### Problem statement
When you reach the line containing "of the headlight" in the records below, start copying exactly, and stop once you have copied the line containing "the white pickup".
- Opening Delimiter -
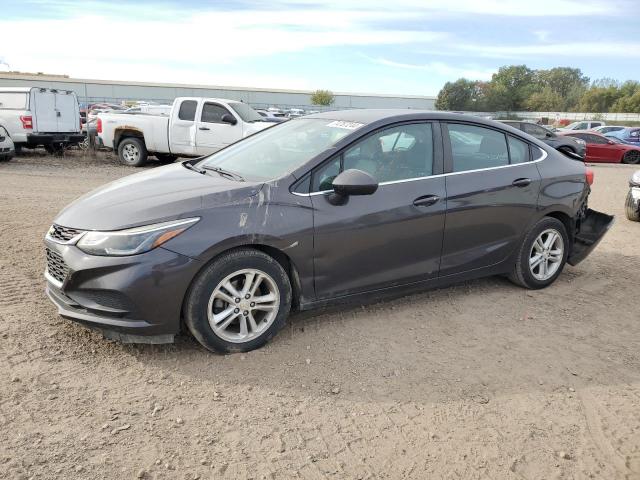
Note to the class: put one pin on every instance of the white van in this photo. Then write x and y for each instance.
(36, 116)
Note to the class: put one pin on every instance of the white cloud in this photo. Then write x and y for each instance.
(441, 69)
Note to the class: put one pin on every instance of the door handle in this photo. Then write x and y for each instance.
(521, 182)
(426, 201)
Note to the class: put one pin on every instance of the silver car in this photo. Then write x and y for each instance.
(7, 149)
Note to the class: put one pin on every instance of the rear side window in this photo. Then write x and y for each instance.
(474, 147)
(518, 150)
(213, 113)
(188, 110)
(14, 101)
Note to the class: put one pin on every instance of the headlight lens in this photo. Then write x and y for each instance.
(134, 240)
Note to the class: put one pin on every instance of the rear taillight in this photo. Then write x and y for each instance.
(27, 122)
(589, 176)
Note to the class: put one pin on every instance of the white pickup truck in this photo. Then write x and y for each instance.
- Closing Delimiter -
- Opening Delimiter -
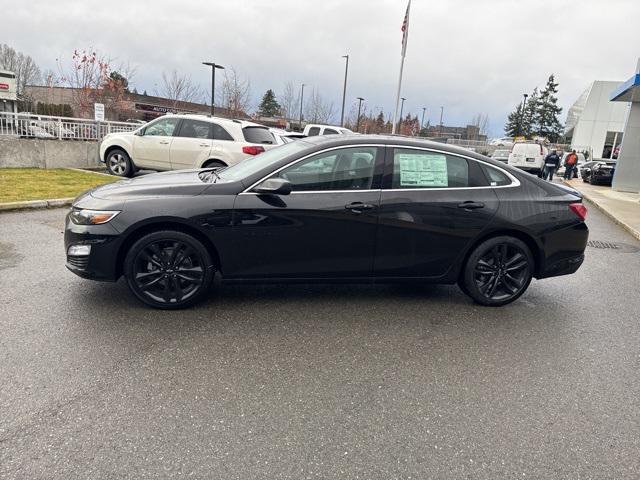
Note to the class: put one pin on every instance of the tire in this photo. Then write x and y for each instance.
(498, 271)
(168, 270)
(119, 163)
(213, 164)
- Closing Delimiter -
### Exercise result
Note to the class: put one pin on every instance of the headlight lens in this photo. Then write x and y for each instance.
(134, 240)
Note to the class: put one pin on every instance of the rear taillight in this photo. Then write x and y for each instance.
(27, 122)
(589, 176)
Note to the class: put one pin on every instance of the white pickup truck in this photo. Then write x and y for each instance.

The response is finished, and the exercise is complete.